*EXERCISE GOAL*:
Answer these questions from the passage on snow days at Lehigh below:
(a) What does the email say about classes?
(b) From where do students log on to their classes?
(c) What did snow days once offer?

*PAGE EXCERPT*:
━━━━━━━━━━

When it snows at Lehigh, student life slows down in a way it usually doesn’t. The usual rush across campus fades as students pause to take in the quiet beauty of snow-covered walkways and buildings.
For a brief moment — as snow falls and weather alerts roll in — it almost feels like a classic snow day.
Then the email arrives: Classes will be held virtually.
Disappointment sets in as students open their laptops and log on from their bedrooms. Zoom classes are difficult to focus on, easy to tune out and rarely anyone’s preferred way to learn.
On paper, virtual classes make sense. Technology allows coursework to continue uninterrupted, even doing bad weather. But when every snow day turns into a regular workday, something meaningful is lost.
Snow days once offered a true break from routine. There were no early alarms, no screens and no expectations beyond staying warm and finding something enjoyable to do. Now, snow days mean rolling out of bed, opening Zoom and staring groggily into a camera while snow falls just outside the window.

━━━━━━━━━━

Pointing and labeling entries
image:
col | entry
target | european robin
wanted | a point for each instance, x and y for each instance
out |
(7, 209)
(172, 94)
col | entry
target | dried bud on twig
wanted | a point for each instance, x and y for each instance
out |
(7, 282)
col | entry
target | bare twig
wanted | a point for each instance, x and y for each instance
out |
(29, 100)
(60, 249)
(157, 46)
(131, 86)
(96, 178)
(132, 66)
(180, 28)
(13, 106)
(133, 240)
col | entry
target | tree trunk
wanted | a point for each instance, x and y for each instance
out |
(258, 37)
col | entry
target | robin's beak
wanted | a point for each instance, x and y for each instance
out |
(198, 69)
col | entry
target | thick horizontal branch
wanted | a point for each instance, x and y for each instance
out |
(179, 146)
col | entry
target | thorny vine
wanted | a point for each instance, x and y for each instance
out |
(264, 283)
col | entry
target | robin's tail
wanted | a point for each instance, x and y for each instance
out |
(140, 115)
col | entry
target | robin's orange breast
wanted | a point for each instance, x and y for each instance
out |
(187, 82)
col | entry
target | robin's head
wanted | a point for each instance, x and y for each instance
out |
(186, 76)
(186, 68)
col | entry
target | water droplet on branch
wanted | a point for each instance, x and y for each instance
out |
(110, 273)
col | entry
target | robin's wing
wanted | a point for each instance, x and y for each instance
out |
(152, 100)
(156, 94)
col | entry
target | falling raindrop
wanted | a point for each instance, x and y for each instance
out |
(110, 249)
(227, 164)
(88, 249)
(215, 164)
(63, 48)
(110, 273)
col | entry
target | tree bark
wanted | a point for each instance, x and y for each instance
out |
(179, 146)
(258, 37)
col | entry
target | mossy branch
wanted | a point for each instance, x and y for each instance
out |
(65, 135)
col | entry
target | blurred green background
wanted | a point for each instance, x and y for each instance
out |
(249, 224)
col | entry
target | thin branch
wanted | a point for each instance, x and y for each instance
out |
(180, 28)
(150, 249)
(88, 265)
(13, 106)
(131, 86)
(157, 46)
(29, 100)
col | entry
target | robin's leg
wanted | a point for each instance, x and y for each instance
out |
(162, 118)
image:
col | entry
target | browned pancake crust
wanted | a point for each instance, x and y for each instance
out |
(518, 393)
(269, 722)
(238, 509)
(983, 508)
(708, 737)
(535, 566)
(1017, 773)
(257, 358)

━━━━━━━━━━

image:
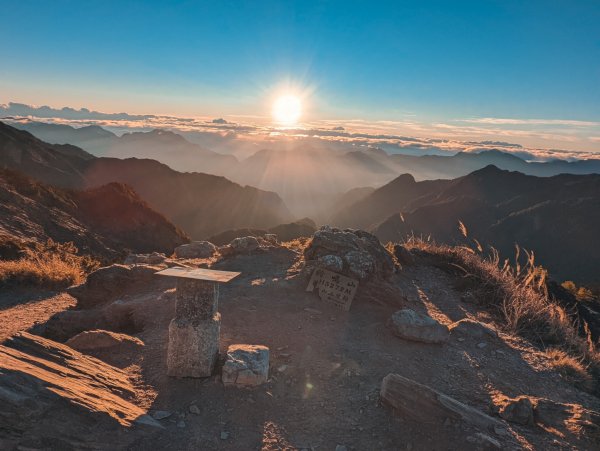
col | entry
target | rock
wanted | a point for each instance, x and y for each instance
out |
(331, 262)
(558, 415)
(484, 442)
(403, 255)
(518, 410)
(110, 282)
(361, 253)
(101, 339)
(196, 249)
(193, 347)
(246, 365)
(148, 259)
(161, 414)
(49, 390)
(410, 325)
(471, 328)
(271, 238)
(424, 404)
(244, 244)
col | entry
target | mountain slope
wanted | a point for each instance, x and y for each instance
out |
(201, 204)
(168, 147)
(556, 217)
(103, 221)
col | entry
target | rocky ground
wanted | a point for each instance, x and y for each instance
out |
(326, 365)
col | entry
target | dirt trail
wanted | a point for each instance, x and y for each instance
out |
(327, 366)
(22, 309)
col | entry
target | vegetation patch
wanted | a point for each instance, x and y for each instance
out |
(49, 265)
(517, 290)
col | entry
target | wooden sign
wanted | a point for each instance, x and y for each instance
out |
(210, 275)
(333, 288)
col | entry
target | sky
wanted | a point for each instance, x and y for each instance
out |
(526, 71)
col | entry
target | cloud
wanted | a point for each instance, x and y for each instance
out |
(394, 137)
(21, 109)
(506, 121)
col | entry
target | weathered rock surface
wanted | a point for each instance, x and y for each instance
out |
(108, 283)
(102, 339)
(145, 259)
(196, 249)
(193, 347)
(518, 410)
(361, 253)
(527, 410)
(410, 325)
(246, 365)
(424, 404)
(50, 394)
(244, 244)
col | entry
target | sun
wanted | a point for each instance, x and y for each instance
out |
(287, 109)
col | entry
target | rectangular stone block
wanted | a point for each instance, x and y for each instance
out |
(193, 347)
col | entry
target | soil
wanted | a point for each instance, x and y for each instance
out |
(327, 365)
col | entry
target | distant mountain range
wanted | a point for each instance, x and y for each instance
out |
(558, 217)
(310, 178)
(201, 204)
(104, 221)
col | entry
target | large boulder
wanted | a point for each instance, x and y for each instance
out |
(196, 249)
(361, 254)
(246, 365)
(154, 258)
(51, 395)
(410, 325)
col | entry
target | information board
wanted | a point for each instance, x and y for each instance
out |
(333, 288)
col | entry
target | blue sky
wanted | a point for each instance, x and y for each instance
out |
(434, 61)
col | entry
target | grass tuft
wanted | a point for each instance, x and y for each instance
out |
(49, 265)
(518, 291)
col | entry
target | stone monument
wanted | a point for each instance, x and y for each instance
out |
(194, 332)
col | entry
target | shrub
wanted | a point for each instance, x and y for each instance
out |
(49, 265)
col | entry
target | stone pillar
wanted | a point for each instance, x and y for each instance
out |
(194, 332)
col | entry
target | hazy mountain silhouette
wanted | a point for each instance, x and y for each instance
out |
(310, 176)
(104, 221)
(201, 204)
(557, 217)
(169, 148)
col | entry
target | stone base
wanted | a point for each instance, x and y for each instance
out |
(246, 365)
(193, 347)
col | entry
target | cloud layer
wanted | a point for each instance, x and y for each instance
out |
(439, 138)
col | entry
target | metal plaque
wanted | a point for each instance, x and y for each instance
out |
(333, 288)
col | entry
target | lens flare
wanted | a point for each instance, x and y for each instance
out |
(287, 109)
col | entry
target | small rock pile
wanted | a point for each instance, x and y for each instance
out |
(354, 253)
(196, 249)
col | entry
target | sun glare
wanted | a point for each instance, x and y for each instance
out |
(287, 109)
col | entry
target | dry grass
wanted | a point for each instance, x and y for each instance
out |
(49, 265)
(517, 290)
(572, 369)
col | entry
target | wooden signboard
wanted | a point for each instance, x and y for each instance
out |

━━━━━━━━━━

*SOLUTION*:
(a) Classes will be held virtually.
(b) From their bedrooms.
(c) A true break from routine.